Available records >>
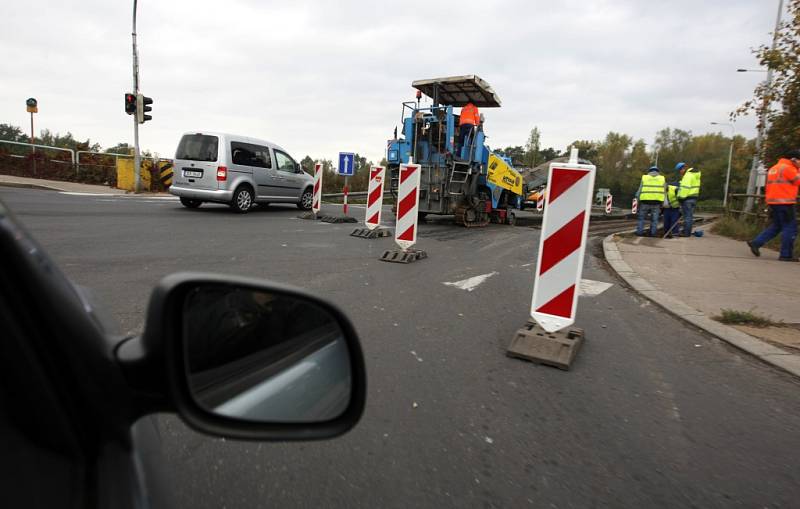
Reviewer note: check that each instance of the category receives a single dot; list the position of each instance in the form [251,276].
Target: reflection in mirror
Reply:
[264,357]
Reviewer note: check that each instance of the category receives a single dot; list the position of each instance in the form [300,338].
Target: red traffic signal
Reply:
[130,104]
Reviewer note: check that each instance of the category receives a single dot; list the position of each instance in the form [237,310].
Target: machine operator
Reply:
[470,118]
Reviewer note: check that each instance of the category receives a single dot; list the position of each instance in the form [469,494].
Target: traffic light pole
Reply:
[137,161]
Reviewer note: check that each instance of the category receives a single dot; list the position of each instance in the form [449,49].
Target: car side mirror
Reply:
[254,360]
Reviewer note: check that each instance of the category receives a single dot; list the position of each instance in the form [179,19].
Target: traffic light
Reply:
[142,108]
[130,104]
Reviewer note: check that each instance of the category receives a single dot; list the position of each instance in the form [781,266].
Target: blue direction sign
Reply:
[347,164]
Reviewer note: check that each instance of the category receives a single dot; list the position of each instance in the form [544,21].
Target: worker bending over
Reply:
[672,211]
[651,194]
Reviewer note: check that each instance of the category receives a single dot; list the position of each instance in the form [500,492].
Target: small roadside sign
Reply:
[346,164]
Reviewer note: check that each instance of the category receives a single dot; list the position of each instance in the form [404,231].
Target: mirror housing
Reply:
[163,343]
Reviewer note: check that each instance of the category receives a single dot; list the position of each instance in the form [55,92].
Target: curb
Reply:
[29,186]
[764,351]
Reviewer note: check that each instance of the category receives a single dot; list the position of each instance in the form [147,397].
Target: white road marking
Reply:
[589,288]
[470,284]
[70,193]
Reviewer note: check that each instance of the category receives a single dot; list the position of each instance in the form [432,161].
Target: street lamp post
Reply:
[730,157]
[753,178]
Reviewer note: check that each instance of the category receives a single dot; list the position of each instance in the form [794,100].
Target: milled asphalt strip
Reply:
[770,354]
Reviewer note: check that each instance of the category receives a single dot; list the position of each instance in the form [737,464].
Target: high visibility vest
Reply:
[672,197]
[469,115]
[652,188]
[782,183]
[690,184]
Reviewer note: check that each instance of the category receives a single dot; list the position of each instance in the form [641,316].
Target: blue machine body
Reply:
[454,175]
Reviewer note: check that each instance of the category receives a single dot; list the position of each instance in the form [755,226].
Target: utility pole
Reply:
[137,161]
[730,157]
[753,178]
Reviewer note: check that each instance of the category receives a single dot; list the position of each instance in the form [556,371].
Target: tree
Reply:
[10,132]
[778,103]
[532,148]
[120,148]
[586,149]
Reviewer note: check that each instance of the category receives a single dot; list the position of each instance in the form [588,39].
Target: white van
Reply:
[238,171]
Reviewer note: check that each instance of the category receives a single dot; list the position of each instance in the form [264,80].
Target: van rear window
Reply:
[197,147]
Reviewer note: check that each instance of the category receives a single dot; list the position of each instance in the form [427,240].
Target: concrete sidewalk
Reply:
[67,187]
[695,278]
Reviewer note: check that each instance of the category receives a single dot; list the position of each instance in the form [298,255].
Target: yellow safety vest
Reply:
[652,188]
[672,196]
[690,184]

Request >> Please transcribe the material above exactly as written. Leave the pictures out.

Correct answer >>
Reviewer note: check that each instance of the category receives a single dot; list the position of each instance in the form [251,276].
Target: reflection in mirror
Reply:
[264,357]
Reviewer note: check that each instance of the category receives a single dot; list the position of each instance in the form [300,338].
Target: red traffic signal
Reply:
[130,104]
Reviewer note: check that each instance of the category receives a single dot; list the position of each instance in the form [237,310].
Target: machine operator
Reply:
[470,118]
Reviewer note: check that each instance of the category receives a single dot; list the position of each instance in the form [469,494].
Target: traffic light pole
Reply:
[137,161]
Reviewer note: check that each instance of the category receives a single dot; list the position of each instance in the form [449,49].
Target: car side mirror
Reply:
[254,360]
Reviewer note: check that each instance of the category receives a single dot; list the position of each instance in the form [179,19].
Target: traffic light
Reply:
[142,108]
[130,104]
Reviewer note: check that each instance of the category receives a single dot; list the position of each instance in the form [781,266].
Target: blue direction sign
Reply:
[347,164]
Reviewer note: check that each instance of the category receives a single dot; list the position of each instance in the form [544,21].
Target: worker bending over
Reply:
[672,211]
[651,194]
Reviewer note: check that each instance of the category receives a single dot; list the position of each instance in the form [500,492].
Target: small roadside sign
Reply:
[346,164]
Reviewer note: check that each instance of the category receives a single dot; list the position of each instance in the form [404,231].
Target: mirror housing
Reply:
[163,343]
Reviewer note: check that each instance of the category receives a single dot; list the position of each instance in the form [55,92].
Target: curb
Reply:
[29,186]
[764,351]
Reviewer note: check that each instance of the category receives a single dot; list the position of each instance in the form [147,397].
Target: white road marking
Reply:
[589,288]
[470,284]
[70,193]
Reviewer note: check that each instance of the category receives a single dot; list the position of each instance in the form [432,161].
Target: street lamp post
Reply:
[730,157]
[753,178]
Reviewer note: check that each instance of the category receives a single dot; list the position of each instance in the form [794,100].
Target: milled asphalt strip
Reply:
[770,354]
Reviewer note: check that each instance of the category receives a single dot; list the position of each instance in the form [737,464].
Target: high visibility vest
Reply:
[672,197]
[469,115]
[652,188]
[782,183]
[690,184]
Reviewer note: check that each instance of the category receives a single dot; list the position of each instance in the form [641,316].
Target: blue machine body
Reply:
[454,175]
Reviewer note: check that each instance of the category receives a single dot; list the position of each instance in the form [755,226].
Target: utility pole
Reply:
[137,161]
[730,157]
[753,178]
Reviewer note: check that each instance of the category receives a single dot; list the position of each instance in the form [556,371].
Target: tree
Reply:
[10,132]
[778,103]
[532,148]
[120,148]
[586,149]
Reviewer note: check that each instance of the category receives a single dot; list the position of each instance in the form [588,39].
Target: white van
Reply:
[238,171]
Reviewer note: check that each instance of the category receives a single dot; list the position of each instance in the form [264,80].
Target: van rear window
Reply:
[197,147]
Reviewer note: check that each instance of the category receives a single dot; list the position of each instance in the form [427,240].
Target: concrete sidewalk
Reply:
[67,187]
[695,278]
Reviewer note: check that each instance of the category receives a single dot; list the position of each instance in the form [298,255].
Target: yellow safety vest
Reply:
[652,188]
[672,196]
[690,184]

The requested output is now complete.